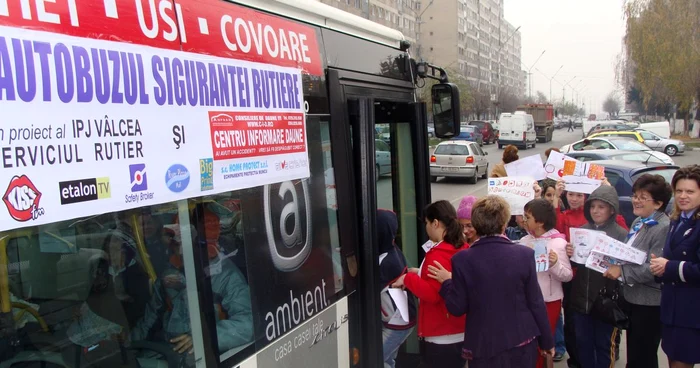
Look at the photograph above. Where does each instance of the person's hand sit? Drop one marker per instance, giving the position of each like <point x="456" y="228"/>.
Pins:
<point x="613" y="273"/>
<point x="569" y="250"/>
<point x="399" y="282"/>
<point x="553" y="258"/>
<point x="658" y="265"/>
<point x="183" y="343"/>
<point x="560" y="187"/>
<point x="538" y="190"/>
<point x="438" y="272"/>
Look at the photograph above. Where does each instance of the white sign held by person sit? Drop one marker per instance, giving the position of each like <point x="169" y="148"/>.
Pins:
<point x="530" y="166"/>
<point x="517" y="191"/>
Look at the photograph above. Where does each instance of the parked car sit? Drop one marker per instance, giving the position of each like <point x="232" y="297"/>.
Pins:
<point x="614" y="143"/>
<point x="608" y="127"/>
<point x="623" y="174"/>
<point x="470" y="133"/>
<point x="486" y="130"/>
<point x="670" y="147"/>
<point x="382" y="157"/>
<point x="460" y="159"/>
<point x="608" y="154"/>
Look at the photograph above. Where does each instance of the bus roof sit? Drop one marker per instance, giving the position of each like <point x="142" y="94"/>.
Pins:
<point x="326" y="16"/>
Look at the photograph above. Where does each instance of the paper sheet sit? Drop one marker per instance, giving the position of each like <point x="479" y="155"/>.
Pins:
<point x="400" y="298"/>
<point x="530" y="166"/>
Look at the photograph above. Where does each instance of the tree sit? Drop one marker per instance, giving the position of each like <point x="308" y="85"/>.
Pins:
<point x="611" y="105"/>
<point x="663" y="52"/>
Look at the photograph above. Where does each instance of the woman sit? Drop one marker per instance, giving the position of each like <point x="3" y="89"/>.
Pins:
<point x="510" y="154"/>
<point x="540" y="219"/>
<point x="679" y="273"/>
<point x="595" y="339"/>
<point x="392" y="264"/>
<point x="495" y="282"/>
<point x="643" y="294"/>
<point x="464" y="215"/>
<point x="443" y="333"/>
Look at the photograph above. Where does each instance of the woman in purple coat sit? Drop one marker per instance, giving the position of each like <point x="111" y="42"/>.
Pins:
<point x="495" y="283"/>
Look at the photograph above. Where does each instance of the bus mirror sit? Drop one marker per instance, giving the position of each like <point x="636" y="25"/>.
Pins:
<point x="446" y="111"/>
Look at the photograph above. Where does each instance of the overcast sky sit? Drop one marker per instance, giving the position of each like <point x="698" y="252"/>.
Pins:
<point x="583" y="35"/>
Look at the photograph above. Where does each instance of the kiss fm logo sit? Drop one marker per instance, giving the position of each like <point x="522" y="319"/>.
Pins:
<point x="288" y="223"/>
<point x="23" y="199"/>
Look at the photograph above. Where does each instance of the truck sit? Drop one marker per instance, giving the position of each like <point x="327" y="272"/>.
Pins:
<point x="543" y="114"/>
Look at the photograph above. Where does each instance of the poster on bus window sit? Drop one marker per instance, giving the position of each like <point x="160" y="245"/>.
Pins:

==

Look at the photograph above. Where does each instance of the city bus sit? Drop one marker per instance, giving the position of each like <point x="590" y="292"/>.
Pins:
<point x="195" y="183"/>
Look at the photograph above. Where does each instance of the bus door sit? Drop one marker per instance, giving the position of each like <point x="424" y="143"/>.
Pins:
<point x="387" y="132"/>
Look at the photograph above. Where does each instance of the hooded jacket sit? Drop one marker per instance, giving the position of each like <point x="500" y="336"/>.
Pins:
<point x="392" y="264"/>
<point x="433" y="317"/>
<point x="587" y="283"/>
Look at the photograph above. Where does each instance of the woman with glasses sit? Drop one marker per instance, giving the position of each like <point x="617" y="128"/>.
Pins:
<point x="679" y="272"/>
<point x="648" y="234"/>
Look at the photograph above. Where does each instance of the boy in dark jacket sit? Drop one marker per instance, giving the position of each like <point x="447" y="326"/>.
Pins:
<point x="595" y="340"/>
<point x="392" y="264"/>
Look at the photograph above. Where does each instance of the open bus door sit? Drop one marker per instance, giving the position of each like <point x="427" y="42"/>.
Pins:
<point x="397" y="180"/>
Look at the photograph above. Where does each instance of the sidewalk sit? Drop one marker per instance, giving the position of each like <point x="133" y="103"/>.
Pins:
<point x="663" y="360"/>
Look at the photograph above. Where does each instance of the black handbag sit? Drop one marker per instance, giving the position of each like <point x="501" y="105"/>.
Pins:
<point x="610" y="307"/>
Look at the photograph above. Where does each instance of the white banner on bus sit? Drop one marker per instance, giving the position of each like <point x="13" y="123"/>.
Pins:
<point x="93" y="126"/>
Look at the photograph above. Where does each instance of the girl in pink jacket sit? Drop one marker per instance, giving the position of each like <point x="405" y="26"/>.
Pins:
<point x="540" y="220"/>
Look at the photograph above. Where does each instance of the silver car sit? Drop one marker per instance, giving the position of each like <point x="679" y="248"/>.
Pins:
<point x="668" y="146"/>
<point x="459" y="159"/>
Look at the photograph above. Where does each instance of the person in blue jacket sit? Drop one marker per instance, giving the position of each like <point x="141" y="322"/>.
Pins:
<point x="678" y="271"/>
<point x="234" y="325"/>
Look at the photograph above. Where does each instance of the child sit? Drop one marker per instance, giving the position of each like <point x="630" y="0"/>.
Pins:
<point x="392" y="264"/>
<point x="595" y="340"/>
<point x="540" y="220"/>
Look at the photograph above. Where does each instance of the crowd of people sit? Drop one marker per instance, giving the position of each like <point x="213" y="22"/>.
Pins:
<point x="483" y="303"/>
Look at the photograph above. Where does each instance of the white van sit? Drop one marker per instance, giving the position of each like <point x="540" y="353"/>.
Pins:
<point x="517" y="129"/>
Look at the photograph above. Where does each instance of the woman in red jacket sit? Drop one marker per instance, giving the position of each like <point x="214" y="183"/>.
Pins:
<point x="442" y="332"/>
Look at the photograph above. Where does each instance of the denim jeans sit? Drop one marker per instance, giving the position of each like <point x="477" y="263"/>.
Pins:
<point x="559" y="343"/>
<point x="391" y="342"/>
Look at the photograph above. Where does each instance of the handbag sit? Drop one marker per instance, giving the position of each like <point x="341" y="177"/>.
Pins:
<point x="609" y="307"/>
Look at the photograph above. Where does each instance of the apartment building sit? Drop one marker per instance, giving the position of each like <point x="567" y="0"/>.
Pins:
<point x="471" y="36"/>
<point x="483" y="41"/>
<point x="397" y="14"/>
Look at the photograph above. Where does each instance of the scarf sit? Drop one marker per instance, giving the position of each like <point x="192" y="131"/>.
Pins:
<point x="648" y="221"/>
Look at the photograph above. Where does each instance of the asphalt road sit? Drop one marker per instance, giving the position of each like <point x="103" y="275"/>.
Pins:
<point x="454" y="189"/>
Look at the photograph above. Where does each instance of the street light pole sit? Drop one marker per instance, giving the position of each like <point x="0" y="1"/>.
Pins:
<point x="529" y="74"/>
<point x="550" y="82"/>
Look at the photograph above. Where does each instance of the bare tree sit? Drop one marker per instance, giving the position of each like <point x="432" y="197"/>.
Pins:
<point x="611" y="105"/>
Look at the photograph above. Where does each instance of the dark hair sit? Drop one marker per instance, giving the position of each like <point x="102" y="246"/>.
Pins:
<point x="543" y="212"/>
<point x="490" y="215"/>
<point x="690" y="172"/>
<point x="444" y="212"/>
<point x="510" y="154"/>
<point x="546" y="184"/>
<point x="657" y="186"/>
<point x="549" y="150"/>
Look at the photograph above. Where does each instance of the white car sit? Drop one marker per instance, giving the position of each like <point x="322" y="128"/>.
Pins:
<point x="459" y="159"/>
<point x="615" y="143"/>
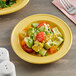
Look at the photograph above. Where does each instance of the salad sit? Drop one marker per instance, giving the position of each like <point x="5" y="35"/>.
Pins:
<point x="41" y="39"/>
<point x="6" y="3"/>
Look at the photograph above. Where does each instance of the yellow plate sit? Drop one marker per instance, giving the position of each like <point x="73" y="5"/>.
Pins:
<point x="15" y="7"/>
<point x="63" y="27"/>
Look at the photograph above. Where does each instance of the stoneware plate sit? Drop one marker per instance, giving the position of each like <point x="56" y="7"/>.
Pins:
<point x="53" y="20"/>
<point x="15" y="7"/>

--

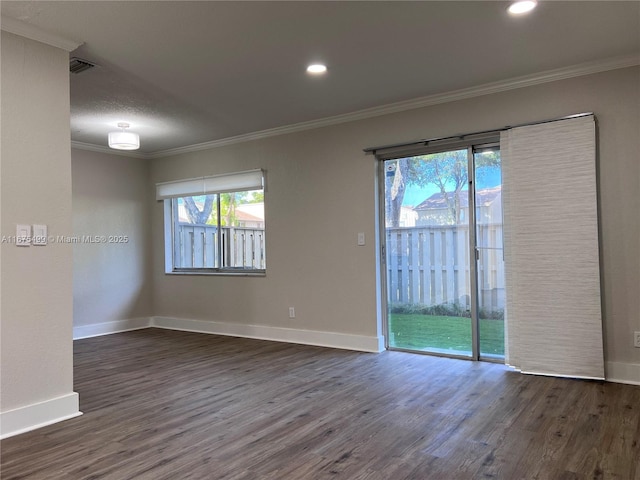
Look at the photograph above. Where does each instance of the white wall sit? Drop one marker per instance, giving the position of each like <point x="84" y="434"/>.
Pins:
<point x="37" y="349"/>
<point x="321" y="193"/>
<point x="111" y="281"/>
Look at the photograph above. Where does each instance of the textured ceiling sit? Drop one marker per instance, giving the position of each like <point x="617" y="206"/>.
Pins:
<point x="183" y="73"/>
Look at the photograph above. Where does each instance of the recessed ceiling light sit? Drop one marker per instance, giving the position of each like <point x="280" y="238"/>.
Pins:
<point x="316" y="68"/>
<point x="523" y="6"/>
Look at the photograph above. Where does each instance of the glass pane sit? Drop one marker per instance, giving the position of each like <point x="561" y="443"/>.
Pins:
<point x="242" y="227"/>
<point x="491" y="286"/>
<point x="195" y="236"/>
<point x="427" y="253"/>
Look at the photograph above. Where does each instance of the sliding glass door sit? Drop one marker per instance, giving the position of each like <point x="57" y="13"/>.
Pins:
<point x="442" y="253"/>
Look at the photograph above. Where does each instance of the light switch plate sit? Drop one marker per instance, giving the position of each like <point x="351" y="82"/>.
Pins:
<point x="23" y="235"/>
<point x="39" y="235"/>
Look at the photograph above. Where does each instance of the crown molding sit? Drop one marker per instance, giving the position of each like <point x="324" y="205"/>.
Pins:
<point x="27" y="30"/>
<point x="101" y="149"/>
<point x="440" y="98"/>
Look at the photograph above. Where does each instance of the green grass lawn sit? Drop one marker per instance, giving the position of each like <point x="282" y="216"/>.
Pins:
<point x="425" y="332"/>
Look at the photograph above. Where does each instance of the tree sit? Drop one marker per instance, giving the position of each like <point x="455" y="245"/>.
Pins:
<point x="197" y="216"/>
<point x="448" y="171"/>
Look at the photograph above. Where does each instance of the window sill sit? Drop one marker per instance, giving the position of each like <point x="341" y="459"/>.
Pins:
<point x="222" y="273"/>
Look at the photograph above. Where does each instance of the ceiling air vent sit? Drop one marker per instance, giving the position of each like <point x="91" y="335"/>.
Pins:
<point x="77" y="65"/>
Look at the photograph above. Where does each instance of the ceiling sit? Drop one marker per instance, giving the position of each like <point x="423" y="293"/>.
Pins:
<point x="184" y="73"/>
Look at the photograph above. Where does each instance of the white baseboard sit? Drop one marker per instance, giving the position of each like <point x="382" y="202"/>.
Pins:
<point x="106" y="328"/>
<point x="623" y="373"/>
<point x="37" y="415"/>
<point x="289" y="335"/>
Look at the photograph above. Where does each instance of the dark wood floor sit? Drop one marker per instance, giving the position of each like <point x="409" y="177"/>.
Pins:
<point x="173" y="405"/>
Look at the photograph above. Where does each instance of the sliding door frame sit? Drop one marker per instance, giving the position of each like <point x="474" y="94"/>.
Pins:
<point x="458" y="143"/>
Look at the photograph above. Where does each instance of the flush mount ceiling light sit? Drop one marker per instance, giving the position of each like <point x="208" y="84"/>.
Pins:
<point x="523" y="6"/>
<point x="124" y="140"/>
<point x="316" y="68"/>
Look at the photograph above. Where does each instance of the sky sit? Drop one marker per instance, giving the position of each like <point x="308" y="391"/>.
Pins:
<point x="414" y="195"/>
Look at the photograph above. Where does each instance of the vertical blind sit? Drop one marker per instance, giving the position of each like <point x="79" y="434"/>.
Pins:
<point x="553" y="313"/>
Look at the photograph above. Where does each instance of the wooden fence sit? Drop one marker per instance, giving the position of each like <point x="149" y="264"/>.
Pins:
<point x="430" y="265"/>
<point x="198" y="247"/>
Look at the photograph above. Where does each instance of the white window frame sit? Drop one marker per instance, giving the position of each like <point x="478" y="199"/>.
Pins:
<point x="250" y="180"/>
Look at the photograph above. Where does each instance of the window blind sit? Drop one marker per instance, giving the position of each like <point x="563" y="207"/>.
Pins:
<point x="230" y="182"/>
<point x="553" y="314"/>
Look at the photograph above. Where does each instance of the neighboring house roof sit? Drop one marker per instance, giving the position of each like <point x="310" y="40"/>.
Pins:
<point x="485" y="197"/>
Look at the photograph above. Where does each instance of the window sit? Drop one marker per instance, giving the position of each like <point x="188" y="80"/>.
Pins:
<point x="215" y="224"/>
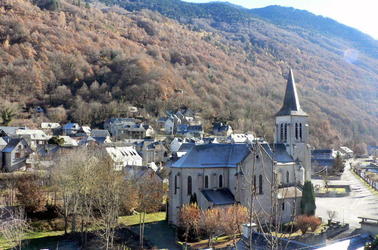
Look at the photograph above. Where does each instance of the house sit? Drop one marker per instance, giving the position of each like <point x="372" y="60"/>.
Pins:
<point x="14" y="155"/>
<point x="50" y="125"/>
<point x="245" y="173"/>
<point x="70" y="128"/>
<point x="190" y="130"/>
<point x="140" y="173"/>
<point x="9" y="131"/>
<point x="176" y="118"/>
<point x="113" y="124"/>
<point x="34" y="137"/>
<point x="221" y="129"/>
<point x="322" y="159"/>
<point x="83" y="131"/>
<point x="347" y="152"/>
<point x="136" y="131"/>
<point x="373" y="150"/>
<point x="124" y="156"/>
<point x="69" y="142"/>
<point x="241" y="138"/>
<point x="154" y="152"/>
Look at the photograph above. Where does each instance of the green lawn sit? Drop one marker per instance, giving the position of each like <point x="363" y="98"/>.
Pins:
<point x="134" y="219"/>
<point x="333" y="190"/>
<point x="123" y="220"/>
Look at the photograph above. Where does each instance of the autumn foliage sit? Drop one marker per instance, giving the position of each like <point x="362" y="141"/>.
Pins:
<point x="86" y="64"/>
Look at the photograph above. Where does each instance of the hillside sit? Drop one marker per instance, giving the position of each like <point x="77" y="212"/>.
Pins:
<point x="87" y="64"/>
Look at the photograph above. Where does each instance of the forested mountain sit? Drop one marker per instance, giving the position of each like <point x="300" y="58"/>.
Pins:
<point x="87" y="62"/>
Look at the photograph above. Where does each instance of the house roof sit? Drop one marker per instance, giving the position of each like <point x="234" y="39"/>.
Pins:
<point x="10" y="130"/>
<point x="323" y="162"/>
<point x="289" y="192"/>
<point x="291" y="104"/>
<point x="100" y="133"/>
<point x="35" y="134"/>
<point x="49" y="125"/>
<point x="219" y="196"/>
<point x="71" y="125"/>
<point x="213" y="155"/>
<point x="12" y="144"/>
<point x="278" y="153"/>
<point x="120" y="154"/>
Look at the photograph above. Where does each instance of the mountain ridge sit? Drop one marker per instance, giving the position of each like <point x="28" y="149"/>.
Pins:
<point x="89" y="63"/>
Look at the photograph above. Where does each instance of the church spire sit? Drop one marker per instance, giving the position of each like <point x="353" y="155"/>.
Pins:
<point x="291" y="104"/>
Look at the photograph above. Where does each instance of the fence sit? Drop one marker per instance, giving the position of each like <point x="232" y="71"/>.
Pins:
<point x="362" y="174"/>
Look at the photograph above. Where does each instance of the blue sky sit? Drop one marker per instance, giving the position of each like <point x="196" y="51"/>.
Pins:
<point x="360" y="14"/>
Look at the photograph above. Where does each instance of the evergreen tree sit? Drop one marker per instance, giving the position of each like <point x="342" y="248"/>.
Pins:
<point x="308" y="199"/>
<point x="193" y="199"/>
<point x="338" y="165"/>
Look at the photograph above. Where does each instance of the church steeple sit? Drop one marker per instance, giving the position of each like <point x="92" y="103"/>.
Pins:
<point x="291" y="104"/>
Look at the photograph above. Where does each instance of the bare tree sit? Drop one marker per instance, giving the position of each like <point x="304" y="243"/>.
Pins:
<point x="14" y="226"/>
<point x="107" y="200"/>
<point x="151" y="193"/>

Exercise aim ::
With the line holding "of the denim" as the first and the line holding "of the apartment" as the last, please transcribe exactly the lines of the material above in that range and nothing else.

Solution to the problem ::
Look at the photograph above. Where does each instance of the denim jeans sit? Drop one marker per instance, giving the position of each like <point x="477" y="263"/>.
Pins:
<point x="559" y="343"/>
<point x="391" y="342"/>
Look at the photograph above. Where does each instance of the handbag sit? Drop one marker per instance, giving the position of each like <point x="341" y="177"/>.
Pins:
<point x="609" y="307"/>
Look at the photograph above. Where does each instance of the apartment building sit? Drop one marker per instance, giving the position of each like <point x="567" y="0"/>.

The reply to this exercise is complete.